**Task requirements**
Establish how many lines below contain the string "painted". Respond with that number alone.

**Data provided**
:::::
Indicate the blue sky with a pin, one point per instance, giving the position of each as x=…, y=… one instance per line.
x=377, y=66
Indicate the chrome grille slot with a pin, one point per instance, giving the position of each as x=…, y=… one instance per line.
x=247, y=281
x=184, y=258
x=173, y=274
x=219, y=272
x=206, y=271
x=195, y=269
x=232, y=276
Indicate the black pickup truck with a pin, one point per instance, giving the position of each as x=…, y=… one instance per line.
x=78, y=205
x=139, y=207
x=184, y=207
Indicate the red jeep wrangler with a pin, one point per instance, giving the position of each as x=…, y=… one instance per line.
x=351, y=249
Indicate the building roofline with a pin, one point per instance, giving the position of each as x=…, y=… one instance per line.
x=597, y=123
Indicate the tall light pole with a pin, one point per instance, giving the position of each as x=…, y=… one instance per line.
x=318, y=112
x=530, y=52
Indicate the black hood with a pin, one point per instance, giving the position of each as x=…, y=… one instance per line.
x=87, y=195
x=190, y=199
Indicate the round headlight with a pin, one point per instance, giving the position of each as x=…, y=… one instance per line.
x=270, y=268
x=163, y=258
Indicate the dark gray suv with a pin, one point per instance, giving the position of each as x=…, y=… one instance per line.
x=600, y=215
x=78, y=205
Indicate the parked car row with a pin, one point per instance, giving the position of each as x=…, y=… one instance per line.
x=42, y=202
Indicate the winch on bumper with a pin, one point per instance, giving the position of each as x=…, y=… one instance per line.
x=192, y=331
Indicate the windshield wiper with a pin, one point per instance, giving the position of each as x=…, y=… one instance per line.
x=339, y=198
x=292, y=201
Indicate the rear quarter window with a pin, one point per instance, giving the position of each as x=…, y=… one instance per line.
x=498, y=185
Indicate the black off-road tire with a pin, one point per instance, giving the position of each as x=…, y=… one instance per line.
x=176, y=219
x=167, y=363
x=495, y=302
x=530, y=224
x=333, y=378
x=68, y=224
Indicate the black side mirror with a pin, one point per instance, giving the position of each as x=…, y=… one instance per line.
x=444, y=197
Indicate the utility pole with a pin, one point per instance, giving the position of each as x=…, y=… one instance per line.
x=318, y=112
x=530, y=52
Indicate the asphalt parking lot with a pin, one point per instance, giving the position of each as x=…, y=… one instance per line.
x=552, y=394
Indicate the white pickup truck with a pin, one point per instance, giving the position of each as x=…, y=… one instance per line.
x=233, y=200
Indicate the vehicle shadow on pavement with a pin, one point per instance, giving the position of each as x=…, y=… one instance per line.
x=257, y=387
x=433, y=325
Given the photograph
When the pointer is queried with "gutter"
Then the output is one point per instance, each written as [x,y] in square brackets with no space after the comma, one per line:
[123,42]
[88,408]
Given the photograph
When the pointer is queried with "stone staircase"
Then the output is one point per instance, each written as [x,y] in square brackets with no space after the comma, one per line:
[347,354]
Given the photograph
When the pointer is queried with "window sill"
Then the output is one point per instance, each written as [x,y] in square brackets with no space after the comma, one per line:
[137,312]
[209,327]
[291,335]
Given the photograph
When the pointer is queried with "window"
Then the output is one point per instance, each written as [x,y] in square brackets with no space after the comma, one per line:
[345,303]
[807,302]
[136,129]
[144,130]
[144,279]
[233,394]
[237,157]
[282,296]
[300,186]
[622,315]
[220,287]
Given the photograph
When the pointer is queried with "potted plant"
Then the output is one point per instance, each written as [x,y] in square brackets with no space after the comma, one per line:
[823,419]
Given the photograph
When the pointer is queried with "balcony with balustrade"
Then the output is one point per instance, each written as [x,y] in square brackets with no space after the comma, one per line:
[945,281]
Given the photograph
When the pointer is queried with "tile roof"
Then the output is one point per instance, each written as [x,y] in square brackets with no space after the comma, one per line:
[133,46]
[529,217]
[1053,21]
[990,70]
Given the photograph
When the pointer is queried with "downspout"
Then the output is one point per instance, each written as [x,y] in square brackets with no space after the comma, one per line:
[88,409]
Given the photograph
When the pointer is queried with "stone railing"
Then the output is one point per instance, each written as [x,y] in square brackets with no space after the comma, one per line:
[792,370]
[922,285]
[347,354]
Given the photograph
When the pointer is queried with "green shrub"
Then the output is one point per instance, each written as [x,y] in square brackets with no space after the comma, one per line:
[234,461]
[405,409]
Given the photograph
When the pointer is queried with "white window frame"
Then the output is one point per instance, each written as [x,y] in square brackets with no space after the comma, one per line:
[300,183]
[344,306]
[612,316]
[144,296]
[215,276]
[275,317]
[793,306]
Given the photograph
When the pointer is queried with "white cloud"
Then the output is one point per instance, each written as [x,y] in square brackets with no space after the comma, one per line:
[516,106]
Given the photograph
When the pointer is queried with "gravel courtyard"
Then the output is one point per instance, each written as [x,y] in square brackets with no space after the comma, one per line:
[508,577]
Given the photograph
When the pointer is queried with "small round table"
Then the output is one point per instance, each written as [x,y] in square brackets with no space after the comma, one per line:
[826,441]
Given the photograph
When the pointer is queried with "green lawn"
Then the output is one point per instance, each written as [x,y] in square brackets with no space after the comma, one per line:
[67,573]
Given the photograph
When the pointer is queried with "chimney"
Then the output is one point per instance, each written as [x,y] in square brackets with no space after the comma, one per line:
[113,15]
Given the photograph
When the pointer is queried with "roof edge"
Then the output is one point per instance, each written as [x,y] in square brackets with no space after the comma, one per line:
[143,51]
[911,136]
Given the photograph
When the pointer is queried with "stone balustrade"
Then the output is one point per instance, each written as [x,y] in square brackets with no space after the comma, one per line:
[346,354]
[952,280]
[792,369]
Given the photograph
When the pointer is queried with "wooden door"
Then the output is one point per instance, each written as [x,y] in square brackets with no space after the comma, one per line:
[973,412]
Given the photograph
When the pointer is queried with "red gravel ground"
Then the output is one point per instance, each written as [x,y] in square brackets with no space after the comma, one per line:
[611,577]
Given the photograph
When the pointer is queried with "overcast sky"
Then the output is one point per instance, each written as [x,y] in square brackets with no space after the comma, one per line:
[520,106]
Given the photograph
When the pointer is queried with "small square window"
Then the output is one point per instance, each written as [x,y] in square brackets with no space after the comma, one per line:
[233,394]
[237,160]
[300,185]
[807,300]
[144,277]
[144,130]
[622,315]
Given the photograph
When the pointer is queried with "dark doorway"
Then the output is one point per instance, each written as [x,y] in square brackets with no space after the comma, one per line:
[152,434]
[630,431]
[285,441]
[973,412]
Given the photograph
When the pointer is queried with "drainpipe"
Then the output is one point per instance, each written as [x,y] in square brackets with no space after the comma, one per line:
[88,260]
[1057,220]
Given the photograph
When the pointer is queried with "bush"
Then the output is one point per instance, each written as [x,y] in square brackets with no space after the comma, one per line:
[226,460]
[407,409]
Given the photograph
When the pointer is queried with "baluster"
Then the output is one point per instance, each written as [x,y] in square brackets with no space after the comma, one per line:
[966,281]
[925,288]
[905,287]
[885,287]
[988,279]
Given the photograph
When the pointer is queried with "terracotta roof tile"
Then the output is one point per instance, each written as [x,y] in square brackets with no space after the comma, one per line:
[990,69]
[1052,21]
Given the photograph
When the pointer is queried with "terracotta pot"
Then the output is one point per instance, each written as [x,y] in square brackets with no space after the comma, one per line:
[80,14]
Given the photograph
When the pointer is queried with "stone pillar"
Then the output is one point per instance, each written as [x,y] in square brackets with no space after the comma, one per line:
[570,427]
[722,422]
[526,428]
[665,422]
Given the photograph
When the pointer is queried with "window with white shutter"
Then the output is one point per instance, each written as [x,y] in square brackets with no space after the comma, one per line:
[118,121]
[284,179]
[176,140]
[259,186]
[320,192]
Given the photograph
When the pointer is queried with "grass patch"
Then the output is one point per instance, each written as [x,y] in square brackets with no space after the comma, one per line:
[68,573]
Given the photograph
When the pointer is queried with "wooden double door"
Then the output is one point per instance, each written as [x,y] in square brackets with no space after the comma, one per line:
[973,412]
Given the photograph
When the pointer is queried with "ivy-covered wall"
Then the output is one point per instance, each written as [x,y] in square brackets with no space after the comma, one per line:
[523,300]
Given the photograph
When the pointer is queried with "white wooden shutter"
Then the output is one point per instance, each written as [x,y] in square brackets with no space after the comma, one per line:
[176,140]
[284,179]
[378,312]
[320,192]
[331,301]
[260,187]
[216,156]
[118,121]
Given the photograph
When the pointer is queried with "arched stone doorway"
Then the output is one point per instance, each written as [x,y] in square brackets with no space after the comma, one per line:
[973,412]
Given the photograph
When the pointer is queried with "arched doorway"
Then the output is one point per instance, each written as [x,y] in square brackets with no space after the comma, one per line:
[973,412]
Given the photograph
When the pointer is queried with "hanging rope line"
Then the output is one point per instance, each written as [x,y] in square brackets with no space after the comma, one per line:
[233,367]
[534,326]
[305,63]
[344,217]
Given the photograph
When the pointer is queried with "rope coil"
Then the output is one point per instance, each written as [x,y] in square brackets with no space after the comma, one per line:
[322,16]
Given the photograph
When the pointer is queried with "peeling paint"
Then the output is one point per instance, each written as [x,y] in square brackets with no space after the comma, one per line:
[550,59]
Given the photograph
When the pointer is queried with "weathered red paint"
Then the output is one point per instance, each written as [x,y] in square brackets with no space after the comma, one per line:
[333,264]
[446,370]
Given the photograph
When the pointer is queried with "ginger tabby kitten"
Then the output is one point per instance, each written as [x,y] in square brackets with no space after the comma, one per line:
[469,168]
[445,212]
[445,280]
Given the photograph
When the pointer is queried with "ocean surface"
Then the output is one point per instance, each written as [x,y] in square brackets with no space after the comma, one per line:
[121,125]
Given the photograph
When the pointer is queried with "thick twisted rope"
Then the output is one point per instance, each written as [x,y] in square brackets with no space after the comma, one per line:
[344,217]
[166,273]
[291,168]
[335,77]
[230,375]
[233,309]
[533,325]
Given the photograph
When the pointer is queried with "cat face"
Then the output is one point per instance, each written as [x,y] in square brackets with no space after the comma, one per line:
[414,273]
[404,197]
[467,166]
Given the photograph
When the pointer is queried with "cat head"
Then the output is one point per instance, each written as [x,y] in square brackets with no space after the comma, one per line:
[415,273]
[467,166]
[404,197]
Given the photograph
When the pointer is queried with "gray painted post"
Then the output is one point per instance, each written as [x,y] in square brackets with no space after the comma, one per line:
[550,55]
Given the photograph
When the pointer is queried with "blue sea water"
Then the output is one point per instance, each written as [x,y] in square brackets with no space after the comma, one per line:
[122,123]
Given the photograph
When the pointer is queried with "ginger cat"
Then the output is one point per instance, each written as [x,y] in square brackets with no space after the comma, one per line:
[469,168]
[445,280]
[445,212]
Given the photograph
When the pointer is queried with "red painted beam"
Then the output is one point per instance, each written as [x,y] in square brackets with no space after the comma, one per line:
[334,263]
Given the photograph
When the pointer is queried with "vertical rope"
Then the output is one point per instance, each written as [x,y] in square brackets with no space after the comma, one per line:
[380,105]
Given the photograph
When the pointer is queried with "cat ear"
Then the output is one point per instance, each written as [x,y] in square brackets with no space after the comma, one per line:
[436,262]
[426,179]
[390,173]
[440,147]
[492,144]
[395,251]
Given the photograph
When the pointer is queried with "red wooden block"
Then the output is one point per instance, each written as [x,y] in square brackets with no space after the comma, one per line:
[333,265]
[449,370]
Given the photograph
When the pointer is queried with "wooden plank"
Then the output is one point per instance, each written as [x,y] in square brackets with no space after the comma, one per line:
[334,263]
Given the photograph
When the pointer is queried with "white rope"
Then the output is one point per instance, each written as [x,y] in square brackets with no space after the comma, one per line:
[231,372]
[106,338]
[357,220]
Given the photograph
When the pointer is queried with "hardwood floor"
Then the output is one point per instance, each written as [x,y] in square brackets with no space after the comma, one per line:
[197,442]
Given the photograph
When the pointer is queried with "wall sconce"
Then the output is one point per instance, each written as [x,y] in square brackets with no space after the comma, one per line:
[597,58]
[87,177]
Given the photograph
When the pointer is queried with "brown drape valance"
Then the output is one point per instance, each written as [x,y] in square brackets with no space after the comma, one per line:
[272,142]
:::::
**Reply**
2